[Exercise directions]:
Drop the pictures from the entries below, then reproduce the rest exactly.
######
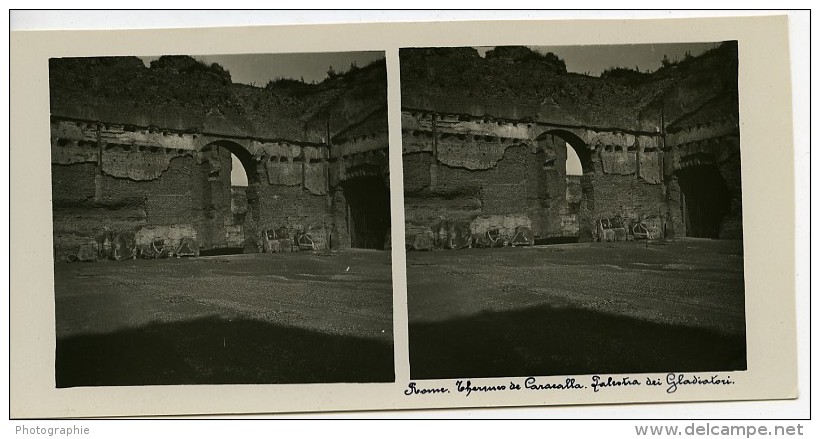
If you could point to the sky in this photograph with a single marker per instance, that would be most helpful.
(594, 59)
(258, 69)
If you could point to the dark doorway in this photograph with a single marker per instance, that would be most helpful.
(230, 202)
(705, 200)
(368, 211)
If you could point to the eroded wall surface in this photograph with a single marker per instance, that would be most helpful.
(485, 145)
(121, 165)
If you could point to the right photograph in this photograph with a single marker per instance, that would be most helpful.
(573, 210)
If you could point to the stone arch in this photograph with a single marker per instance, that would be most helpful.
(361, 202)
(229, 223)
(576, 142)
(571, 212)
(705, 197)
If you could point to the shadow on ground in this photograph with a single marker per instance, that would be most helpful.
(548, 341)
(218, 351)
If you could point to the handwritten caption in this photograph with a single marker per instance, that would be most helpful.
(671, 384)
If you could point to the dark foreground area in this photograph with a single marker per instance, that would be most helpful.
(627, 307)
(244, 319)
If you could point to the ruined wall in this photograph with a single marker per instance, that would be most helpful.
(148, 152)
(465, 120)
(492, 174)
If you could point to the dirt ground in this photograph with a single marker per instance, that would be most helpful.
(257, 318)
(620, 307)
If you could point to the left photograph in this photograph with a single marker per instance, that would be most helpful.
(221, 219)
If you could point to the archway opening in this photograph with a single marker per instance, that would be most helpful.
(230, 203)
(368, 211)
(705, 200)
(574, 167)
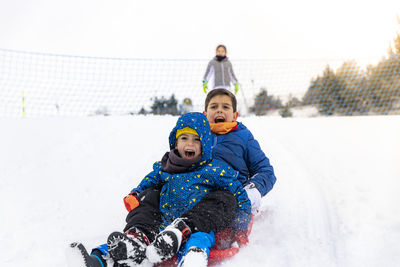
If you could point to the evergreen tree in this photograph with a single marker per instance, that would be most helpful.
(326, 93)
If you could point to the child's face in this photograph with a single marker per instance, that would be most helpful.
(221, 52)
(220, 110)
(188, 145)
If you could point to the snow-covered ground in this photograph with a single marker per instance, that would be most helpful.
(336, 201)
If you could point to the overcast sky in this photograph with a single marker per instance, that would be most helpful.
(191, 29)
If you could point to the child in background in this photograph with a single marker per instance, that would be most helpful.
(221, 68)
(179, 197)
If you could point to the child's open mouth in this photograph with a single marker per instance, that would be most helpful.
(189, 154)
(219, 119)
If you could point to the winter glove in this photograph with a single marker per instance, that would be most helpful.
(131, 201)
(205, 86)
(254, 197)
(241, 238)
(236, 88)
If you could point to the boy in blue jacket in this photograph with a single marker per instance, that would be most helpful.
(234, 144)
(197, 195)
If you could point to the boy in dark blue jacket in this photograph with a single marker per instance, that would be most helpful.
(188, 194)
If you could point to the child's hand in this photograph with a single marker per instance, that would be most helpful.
######
[Complete answer]:
If you could point to the sky in this photograph with a single marker per instance, that would be most helpful.
(594, 59)
(258, 69)
If you could point to the dark doorway in this photograph with a single marker per instance, that would be most helpful.
(230, 202)
(705, 200)
(368, 211)
If you could point to the eroded wall surface in this photograph with a single marker per instance, that would be most helpful.
(485, 145)
(121, 165)
If you could point to the right photograph in this photograph with a single marker per instance, that would be most helpful.
(573, 210)
If you could point to the stone arch in this photograph with a single marker per instance, that would be most helpful.
(361, 202)
(229, 223)
(576, 142)
(571, 212)
(705, 197)
If you could point to the shadow on ground in this photograph with a single marker per instance, that would be most helpful.
(548, 341)
(218, 351)
If you could point to the handwritten caption in this photograph with a single marker per instance, that would be most helpful.
(671, 384)
If you could point to the dark foreground area in this photograph with a single marker per instance, that would be most helpful.
(627, 307)
(244, 319)
If you could point to the ruined wall in this photograph with a single marker per instance, that would be most helpful.
(148, 152)
(465, 120)
(492, 174)
If you could point to the dirt ground in this photograph with a single marker per instance, that would be most helpful.
(257, 318)
(620, 307)
If you could point to the left photograph in this photograph with a single marker per instance, that would be most helpful.
(221, 219)
If you could point to the archway opening in this photograph with a single marker per instance, that would be most helpful.
(230, 203)
(368, 211)
(705, 200)
(574, 167)
If you could point to the evergreen tree in this photograph with a single marker per instance, that would be most helpful.
(326, 93)
If you could point to the child's face in this photograph with a single marker per instance, that would be most helpful.
(221, 52)
(220, 110)
(188, 145)
If you could point to the snow-covered ground in this photograph with a single marker per instance, that would be most helpful.
(336, 201)
If you could point to the overcast sky in this photograph with a single marker per instance, that would be most helpful.
(191, 29)
If you could point to the child in background in this photograph with a single marker per instance, that would be most helpful.
(221, 68)
(179, 197)
If you could point to the child's open mouth in this photograph with a single marker per instance, that would be most helpful.
(189, 154)
(219, 119)
If you could point to the winter glove in this photograph with a single marker per instance, that would be most helpful.
(131, 201)
(205, 86)
(254, 197)
(241, 238)
(236, 88)
If you could point to the boy in blue jacket in this photograph with a single marker per instance, that would be most helpful.
(234, 144)
(197, 195)
If you could point to the boy in dark blue jacket in this photograph with a single marker per instance, that would be most helpful.
(188, 194)
If you could point to the child's hand in this photograph with a single marker per instance, that would be most helpful.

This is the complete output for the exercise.